Task instructions — Copy only the stretch from the line containing "Mark one point on each instance of the woman" through the end of the material, requests included. Multiply every coordinate in the answers by 0.9 and round each result to a whole number, rounding halves up.

Exercise data —
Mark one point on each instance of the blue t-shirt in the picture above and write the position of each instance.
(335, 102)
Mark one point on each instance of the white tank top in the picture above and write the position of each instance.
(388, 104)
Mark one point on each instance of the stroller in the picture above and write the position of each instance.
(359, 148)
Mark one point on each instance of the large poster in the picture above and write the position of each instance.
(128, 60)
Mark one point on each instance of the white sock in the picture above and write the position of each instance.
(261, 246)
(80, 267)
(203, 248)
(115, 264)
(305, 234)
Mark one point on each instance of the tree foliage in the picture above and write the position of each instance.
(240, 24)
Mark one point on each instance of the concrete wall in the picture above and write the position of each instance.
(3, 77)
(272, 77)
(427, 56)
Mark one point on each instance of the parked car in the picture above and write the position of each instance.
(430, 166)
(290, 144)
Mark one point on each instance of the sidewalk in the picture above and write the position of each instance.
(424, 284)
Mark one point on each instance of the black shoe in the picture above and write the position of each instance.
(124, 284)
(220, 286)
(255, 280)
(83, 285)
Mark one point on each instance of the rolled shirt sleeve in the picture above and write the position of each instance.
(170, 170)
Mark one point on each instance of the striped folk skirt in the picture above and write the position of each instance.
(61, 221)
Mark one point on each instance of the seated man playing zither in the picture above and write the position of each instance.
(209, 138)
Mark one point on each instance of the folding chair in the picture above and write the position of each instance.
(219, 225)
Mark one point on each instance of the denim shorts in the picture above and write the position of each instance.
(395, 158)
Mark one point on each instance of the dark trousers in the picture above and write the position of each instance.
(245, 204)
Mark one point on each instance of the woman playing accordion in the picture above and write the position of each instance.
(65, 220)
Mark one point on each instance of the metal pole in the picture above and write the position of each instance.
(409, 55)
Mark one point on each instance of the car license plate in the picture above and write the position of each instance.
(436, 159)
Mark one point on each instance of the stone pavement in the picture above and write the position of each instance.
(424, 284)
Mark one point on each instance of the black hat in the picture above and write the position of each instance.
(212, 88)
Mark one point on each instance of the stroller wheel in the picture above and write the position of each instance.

Answer below —
Mark one point on each instance of the woman playing accordion in the picture above and write the position of each instance.
(59, 198)
Mark one point on each instance of the metal pole in the picture above and write the position of each instance.
(368, 50)
Mark one point on each instance of the car license plate in the picture above and write the position of each instance.
(392, 143)
Mark one point on each instance of the stone pavement in the picture above and write the position of each instance.
(382, 256)
Mark one point on each instance of the black hat in the picture above and write the position of each instance.
(191, 79)
Mark one point on each instance of the stroller wheel in the picture above and write the position of each instance.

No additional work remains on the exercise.